**EXTRACTED ENTRIES:**
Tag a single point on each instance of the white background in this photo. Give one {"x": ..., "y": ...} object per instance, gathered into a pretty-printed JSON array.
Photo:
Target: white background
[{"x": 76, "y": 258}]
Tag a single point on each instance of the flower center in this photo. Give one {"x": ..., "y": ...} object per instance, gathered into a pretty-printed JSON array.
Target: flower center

**YOUR OBJECTIVE:**
Can you rewrite the records with each "instance" changed to "occurrence" and nothing else altered?

**TASK SOLUTION:**
Tag a single point on each occurrence of the white background in this photo. Give one {"x": ..., "y": ...} object per occurrence, gathered into a pretty-printed JSON array.
Photo:
Target: white background
[{"x": 76, "y": 258}]
Tag a single point on each occurrence of the flower center in this photo. Give one {"x": ..., "y": ...} object per occurrence, gathered into a pretty-printed JSON array.
Target: flower center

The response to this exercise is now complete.